Transcribe only the lines of the listing below from the one holding "188L429 158L402 152L340" through the one holding "box: [70, 164, 304, 188]", inclusive, without any change.
--- Given data ---
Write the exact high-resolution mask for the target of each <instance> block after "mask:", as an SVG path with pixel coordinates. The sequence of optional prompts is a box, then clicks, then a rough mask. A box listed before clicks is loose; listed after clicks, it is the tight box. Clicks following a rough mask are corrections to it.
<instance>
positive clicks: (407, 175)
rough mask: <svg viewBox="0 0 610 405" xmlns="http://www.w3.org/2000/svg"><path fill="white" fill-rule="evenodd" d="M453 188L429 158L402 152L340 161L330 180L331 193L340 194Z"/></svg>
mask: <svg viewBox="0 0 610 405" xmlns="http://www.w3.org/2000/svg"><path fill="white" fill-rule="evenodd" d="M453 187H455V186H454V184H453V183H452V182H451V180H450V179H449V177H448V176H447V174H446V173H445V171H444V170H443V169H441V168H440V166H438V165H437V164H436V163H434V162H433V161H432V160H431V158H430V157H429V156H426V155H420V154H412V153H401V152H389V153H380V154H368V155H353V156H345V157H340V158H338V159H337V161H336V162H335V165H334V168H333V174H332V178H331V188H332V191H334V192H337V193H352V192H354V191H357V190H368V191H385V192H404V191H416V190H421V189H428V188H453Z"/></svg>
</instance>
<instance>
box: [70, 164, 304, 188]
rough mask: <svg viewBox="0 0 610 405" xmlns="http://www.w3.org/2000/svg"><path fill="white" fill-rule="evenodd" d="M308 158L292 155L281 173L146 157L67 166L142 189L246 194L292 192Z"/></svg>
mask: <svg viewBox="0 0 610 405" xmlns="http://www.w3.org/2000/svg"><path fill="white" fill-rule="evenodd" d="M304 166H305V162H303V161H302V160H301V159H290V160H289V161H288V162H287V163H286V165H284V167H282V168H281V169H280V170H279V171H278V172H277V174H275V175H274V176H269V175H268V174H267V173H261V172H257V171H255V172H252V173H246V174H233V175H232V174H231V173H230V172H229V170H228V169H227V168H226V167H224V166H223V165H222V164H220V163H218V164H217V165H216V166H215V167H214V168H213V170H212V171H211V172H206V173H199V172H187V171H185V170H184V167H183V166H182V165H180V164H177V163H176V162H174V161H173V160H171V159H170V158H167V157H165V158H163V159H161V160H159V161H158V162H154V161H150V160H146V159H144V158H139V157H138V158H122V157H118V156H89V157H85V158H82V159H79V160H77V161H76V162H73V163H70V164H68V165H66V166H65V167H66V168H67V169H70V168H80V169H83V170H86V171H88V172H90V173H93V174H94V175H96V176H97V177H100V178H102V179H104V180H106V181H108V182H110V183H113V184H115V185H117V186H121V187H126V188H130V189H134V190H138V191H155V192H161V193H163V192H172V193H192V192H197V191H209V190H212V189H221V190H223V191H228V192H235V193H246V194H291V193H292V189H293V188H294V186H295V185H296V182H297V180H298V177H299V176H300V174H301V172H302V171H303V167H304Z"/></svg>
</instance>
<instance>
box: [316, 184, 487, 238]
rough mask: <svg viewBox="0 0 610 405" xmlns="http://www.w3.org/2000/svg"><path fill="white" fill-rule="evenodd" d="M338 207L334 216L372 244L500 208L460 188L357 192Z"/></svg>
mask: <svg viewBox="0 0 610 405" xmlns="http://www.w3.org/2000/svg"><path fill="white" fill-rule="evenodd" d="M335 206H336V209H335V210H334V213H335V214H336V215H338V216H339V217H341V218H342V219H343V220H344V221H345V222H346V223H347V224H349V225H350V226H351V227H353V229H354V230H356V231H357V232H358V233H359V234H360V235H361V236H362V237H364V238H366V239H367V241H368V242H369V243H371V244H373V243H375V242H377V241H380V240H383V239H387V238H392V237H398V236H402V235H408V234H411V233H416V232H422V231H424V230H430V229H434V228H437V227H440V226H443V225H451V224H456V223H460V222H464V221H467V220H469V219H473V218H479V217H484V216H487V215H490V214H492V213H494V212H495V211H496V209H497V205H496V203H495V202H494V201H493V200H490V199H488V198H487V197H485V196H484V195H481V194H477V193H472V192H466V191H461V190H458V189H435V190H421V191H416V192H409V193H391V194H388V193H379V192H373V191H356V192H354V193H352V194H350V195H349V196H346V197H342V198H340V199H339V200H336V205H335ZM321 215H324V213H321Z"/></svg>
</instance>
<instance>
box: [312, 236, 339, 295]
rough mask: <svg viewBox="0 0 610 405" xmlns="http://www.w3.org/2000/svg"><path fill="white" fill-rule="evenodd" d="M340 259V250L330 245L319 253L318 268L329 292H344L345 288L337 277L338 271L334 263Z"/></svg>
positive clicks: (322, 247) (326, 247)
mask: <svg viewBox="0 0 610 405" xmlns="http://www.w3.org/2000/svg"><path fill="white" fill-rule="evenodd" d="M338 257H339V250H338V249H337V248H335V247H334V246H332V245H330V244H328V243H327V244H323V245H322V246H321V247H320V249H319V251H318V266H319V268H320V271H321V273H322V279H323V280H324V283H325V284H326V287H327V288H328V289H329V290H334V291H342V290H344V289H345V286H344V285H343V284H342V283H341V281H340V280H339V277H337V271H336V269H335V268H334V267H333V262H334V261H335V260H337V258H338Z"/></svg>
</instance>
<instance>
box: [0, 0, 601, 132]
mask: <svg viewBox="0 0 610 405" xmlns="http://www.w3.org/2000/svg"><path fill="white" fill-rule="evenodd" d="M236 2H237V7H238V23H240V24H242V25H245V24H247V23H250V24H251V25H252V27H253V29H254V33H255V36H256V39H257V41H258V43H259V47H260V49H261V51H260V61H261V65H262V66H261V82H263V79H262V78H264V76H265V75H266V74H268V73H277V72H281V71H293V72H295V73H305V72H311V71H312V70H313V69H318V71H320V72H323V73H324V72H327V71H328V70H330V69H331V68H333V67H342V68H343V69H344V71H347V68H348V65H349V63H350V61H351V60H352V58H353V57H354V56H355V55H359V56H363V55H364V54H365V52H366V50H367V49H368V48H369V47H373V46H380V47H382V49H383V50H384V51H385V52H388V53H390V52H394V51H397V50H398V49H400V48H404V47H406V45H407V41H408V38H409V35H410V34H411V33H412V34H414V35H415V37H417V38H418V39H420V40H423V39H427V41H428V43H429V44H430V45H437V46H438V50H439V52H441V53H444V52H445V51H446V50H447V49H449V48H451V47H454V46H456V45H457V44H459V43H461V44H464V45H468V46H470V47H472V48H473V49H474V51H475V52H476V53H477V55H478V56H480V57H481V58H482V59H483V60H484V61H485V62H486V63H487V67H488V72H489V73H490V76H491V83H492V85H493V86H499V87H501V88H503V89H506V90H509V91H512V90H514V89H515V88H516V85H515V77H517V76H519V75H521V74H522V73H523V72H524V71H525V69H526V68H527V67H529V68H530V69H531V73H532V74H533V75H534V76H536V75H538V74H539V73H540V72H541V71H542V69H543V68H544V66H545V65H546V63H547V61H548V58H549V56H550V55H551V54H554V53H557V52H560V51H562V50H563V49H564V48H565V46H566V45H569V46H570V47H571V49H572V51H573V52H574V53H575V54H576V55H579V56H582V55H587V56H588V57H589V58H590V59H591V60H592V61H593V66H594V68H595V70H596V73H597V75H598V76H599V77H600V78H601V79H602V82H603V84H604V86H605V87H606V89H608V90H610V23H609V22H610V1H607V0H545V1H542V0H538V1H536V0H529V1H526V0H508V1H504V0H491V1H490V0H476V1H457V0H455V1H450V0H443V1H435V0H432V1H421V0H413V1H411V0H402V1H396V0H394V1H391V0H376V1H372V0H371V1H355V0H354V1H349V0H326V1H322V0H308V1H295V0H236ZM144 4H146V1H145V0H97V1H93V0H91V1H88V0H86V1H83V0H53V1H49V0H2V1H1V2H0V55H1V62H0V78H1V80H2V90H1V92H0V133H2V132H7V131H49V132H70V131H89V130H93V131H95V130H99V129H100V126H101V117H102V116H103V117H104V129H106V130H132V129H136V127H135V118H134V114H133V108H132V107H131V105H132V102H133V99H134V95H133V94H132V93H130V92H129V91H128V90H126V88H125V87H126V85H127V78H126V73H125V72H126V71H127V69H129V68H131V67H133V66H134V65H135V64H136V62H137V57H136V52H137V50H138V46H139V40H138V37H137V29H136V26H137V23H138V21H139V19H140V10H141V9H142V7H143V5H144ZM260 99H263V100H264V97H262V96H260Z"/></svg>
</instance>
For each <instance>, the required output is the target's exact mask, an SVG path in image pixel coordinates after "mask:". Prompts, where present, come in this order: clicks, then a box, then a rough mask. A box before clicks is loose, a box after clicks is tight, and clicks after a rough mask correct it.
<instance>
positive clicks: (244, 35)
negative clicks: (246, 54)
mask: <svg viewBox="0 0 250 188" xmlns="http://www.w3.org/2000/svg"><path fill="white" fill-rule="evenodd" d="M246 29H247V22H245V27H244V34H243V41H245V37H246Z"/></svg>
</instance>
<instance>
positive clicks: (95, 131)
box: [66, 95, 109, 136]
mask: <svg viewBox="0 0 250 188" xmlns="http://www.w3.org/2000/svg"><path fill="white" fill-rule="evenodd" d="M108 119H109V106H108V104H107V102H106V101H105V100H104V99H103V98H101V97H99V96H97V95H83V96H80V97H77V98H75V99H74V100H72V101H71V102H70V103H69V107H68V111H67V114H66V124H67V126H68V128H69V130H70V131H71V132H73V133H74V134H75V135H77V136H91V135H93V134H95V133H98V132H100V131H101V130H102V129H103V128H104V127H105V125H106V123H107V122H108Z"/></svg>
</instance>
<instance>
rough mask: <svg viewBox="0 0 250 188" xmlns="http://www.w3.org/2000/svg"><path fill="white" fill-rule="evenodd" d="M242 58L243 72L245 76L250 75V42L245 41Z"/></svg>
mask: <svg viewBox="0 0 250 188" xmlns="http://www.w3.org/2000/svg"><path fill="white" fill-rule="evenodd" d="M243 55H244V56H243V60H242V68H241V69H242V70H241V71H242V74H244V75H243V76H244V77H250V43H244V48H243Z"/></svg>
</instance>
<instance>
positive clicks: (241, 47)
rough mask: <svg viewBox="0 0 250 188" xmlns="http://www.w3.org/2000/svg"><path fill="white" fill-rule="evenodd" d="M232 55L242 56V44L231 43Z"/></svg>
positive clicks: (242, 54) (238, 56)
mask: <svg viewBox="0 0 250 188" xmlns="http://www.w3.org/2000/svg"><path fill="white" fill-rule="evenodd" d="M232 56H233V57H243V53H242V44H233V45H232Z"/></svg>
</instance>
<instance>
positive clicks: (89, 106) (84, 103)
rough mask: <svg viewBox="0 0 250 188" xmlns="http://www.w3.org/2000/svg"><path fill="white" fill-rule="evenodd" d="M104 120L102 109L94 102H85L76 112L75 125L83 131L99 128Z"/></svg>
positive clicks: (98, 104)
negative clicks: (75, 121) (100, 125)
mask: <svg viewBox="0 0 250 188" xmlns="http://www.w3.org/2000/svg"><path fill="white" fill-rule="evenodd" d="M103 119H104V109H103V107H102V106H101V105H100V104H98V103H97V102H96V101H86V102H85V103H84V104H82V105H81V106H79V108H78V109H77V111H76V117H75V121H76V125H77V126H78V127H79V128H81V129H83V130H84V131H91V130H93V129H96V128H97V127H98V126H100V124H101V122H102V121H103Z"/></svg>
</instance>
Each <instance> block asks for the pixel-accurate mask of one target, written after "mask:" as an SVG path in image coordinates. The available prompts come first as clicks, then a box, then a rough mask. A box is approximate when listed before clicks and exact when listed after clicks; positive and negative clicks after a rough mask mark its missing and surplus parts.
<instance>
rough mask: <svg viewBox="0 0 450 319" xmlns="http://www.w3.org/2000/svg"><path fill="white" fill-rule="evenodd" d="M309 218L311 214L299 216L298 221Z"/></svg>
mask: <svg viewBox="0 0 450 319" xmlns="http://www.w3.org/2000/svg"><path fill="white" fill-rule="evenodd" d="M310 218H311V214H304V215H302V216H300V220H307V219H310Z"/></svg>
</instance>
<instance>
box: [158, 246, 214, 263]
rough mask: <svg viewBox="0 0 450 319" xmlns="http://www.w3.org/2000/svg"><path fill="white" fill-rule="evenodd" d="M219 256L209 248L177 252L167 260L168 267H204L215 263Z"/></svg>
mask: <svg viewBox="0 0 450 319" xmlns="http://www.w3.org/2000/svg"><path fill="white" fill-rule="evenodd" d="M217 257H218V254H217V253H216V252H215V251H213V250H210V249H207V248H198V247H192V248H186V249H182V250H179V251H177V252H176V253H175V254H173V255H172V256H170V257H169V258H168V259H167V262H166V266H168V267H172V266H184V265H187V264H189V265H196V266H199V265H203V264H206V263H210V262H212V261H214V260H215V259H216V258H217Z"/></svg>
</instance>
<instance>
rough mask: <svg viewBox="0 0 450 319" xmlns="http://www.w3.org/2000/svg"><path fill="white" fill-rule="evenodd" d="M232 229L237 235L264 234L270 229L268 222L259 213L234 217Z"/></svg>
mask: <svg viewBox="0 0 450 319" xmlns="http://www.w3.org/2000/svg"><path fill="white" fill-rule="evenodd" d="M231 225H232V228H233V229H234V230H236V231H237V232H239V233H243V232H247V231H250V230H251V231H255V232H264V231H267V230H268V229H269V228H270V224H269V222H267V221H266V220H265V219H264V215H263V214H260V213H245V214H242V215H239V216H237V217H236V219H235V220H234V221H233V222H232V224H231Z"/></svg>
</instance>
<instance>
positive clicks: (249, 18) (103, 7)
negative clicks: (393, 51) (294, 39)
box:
---
Solution to this problem:
rough mask: <svg viewBox="0 0 610 405" xmlns="http://www.w3.org/2000/svg"><path fill="white" fill-rule="evenodd" d="M453 188L429 158L402 152L340 161L330 180L331 193L340 194Z"/></svg>
mask: <svg viewBox="0 0 610 405" xmlns="http://www.w3.org/2000/svg"><path fill="white" fill-rule="evenodd" d="M453 187H455V186H454V184H453V183H452V182H451V180H450V179H449V177H448V176H447V174H446V173H445V171H444V170H443V169H441V168H440V166H438V165H437V164H436V163H434V162H433V161H432V160H431V158H430V157H429V156H426V155H420V154H412V153H401V152H389V153H380V154H368V155H353V156H345V157H340V158H338V159H337V161H336V162H335V165H334V168H333V174H332V178H331V188H332V191H334V192H337V193H352V192H354V191H357V190H368V191H385V192H404V191H416V190H421V189H428V188H453Z"/></svg>
</instance>
<instance>
box: [70, 164, 304, 188]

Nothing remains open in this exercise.